What to do: Using the entries below, return word for word the lines from the one containing "Where can the sink" up to and including the last.

═════ Supplied data

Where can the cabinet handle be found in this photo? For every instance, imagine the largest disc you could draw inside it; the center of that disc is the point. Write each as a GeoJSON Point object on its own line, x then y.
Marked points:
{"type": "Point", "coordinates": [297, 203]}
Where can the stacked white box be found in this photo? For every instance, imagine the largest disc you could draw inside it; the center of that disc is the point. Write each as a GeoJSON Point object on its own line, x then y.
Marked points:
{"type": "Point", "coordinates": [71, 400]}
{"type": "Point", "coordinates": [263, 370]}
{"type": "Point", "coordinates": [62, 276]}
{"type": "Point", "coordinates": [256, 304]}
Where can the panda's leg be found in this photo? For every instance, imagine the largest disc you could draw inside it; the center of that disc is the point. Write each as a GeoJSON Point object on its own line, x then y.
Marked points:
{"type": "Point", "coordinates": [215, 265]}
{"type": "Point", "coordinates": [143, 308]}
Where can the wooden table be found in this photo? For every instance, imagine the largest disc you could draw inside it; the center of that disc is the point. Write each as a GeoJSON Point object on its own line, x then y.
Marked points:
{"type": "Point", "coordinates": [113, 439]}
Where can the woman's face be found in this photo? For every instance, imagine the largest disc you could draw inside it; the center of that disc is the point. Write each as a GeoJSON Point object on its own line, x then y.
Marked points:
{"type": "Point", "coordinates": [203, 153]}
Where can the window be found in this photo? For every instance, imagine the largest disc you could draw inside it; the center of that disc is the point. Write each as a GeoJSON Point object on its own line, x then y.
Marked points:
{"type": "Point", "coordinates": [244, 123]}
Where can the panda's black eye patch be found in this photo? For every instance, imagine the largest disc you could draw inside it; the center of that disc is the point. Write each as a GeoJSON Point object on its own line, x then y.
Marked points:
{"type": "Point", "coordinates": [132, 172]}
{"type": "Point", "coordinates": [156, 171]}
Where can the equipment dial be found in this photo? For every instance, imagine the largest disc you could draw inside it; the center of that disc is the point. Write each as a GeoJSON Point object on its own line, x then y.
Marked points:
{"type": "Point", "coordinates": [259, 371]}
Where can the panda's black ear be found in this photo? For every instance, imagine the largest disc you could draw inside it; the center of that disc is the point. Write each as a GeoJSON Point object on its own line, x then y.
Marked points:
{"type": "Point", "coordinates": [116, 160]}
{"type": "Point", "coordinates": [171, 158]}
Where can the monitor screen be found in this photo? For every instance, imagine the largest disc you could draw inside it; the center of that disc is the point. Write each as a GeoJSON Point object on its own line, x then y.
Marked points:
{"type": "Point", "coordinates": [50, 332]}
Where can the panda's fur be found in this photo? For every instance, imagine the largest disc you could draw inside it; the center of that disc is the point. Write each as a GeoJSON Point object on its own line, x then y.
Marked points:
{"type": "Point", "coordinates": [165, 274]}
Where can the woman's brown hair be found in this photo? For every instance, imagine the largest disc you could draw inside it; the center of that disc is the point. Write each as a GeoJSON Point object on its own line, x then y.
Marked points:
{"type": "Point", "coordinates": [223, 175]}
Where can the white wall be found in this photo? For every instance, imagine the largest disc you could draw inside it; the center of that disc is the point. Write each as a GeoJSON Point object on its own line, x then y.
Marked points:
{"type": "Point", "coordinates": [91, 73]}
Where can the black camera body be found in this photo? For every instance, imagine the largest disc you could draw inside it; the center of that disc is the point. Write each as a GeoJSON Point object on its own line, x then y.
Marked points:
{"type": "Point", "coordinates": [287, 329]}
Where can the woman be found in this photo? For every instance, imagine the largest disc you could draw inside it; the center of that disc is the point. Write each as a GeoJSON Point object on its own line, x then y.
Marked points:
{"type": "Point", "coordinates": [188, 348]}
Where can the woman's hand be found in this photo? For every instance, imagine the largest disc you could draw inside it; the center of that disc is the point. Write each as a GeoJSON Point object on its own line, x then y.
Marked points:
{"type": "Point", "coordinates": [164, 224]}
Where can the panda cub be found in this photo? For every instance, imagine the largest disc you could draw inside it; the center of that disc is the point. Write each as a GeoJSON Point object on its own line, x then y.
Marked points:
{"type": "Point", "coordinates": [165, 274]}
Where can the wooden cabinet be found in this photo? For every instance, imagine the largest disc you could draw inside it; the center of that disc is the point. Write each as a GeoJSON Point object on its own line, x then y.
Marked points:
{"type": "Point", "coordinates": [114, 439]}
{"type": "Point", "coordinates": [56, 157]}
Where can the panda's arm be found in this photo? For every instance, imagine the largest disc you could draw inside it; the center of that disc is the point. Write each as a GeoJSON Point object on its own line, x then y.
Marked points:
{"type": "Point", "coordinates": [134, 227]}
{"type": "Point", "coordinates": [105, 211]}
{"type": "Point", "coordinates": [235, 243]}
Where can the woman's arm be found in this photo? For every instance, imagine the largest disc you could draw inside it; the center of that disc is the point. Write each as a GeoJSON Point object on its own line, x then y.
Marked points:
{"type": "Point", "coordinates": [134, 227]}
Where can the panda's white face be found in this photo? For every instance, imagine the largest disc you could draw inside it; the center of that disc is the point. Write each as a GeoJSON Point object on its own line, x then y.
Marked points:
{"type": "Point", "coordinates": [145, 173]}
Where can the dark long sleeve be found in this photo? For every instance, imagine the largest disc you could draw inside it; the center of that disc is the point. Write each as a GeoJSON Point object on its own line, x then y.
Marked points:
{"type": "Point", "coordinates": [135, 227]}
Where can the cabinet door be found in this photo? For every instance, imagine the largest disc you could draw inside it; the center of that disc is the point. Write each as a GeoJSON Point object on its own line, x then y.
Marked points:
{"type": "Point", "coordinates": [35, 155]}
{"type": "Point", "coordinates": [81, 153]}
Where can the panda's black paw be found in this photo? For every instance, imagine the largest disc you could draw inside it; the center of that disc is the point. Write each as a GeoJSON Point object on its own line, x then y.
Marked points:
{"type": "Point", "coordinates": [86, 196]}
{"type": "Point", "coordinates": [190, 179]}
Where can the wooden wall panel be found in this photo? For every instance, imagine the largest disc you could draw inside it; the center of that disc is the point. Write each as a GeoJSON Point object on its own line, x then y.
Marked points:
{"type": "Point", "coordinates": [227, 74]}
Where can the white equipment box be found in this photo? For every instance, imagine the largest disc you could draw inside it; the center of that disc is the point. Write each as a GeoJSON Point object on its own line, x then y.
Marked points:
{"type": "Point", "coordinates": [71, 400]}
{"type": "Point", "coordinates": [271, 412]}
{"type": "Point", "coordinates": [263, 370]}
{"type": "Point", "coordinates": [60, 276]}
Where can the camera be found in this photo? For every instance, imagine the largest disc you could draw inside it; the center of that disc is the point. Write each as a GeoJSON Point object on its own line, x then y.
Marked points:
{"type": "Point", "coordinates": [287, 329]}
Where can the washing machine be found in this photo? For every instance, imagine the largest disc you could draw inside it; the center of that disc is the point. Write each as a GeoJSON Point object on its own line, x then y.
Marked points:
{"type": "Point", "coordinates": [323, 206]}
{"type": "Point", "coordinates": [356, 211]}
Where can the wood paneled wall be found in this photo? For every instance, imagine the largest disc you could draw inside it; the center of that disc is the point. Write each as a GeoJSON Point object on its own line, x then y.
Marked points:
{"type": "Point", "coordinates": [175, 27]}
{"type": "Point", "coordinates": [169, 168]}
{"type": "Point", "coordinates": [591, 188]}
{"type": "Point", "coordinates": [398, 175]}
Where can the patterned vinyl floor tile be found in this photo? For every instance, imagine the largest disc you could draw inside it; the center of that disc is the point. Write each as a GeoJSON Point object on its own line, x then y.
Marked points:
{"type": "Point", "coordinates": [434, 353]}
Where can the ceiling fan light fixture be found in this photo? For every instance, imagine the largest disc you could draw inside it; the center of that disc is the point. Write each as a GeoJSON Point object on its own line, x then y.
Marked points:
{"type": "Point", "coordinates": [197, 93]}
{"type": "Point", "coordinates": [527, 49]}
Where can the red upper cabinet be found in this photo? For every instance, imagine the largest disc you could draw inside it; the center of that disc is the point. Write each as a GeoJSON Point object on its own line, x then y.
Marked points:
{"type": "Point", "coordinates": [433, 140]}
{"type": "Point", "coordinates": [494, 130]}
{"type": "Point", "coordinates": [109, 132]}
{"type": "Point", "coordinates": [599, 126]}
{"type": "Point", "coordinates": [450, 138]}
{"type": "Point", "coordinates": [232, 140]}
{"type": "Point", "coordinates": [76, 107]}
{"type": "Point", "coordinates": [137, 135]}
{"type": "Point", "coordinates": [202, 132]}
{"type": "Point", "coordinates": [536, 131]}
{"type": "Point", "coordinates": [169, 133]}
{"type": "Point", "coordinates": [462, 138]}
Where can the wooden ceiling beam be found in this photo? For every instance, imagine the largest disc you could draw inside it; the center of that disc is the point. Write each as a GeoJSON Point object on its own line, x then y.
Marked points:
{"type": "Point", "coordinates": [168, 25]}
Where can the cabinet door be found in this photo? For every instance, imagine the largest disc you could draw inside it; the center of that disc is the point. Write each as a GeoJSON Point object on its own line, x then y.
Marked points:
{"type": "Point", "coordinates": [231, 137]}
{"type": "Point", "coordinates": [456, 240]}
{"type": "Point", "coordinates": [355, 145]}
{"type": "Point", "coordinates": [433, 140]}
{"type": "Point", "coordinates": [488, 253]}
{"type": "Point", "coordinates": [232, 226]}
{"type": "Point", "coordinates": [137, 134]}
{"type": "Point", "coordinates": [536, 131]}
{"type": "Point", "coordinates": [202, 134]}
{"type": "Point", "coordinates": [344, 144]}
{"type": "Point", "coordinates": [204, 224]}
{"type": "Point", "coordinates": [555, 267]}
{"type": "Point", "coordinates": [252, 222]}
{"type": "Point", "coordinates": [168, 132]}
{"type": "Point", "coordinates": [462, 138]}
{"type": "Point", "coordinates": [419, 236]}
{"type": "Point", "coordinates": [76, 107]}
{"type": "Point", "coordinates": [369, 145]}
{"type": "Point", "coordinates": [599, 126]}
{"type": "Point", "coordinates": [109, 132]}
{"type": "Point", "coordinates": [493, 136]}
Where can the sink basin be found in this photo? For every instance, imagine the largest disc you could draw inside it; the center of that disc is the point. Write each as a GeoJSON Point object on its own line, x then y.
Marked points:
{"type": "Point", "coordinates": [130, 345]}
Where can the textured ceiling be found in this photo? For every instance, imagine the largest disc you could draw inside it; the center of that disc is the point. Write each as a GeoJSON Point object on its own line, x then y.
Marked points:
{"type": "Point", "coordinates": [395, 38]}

══════════

Written response:
Where can the sink basin be found in this photo? For every instance, imagine the largest disc you could draw inside it; the center of that disc is the point. Write each as a GeoJSON Point object on its own line, x then y.
Marked points:
{"type": "Point", "coordinates": [130, 345]}
Where can the textured ceiling be found in this photo? For every instance, imagine the largest disc you could draw inside it; the center of that disc is the point. Write each as a GeoJSON Point object on its own line, x then y.
Marked points:
{"type": "Point", "coordinates": [395, 38]}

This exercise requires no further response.